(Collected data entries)
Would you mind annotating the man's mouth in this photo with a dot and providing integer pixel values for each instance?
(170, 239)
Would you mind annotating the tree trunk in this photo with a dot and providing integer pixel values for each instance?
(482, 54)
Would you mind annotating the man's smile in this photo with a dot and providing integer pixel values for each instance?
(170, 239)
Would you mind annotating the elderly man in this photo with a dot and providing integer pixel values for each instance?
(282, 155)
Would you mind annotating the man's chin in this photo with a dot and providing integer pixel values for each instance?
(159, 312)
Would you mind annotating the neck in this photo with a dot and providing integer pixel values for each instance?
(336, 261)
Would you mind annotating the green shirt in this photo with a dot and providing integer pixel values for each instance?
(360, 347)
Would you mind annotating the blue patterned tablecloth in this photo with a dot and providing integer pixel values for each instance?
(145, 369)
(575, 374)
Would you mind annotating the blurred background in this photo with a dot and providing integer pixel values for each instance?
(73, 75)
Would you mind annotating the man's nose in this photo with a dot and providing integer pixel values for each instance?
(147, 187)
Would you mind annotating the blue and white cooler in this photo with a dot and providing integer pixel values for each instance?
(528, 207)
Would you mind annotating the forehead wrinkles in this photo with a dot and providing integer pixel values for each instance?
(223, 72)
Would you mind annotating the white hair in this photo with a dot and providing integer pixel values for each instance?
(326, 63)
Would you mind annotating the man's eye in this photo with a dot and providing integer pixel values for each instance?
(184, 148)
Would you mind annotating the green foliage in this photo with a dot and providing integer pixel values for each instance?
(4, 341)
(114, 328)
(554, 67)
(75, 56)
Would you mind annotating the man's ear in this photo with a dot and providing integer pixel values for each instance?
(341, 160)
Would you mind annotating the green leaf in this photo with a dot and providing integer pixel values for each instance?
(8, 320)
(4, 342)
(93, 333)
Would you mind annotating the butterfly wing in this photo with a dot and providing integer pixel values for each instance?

§ **EXERCISE AIM**
Rewrite the material starting at the line that contains "Would you mind annotating the blurred" and ending at the end of the material, changing "dot" to "point" everywhere and leaving all else as it is.

§ **RESPONSE**
Would you mind annotating the blurred background in this photo with a point and providing integer pixel values for each instance?
(73, 75)
Would you mind annotating the man's nose in this photo with a point and providing integer pixel values for each instance?
(147, 187)
Would you mind annotating the blue and white cooler in this photo with a point and providing integer pixel values for each instance?
(528, 207)
Would you mind annotating the forehead wrinkles in this photo with a point and providing integer pixel values for each instance?
(223, 72)
Would you mind annotating the white hair in this photo with a point and providing integer pixel values for each instance?
(326, 63)
Would you mind annotating the man's eye in this photo with a point and providing integer pixel values for each instance?
(184, 148)
Would you mind annotating the green foliage in this photo with a point and providing integer pixel values for each instance?
(4, 341)
(114, 328)
(554, 67)
(75, 56)
Would you mind annotating the man's ear in this photo with a point and providing integer pixel values for each instance?
(341, 160)
Would you mind annotating the green leaf in this photo with a point and providing integer pixel values for each instance?
(8, 320)
(4, 342)
(93, 333)
Would you mind annotating the butterfly wing in this photo with a point and providing integer pixel values for each instance?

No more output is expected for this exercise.